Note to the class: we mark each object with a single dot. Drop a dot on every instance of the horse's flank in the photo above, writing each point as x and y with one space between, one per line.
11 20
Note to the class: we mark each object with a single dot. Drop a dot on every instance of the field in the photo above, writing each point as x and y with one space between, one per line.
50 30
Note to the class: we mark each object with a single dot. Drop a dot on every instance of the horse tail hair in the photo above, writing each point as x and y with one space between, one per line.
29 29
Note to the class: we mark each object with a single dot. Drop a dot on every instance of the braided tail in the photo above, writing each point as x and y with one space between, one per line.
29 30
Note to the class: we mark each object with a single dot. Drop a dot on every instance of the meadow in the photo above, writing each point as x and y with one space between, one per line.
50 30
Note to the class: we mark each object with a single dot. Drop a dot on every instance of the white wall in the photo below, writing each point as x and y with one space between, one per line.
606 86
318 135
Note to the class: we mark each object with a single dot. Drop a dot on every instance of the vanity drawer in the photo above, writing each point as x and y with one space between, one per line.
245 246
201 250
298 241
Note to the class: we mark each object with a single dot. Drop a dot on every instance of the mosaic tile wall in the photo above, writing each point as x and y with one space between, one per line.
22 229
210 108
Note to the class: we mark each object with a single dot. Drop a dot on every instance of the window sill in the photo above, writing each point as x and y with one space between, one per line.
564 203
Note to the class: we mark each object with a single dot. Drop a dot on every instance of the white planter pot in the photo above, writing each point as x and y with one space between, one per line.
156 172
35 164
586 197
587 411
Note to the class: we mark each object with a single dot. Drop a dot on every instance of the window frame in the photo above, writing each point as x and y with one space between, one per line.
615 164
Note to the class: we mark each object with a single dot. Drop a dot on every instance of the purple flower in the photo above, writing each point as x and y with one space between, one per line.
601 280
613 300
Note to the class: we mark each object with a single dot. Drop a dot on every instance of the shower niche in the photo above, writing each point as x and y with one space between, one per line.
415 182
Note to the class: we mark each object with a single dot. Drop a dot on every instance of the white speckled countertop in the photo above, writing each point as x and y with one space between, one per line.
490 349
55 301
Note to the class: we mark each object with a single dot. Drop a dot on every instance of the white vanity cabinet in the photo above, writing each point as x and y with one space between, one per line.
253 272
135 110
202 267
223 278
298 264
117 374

——————————

Copy the items from the line containing "the white vanity" through the end of the items, including the request line, and raise every point coordinate in the answers by 21.

Task solution >>
Note to the class: we mark each object with a single dot. Drop a dot on every instance of the white vanity cabinet in the photo above, writing each point as x and y with one space between, one per line.
274 293
156 131
223 288
244 299
319 285
138 395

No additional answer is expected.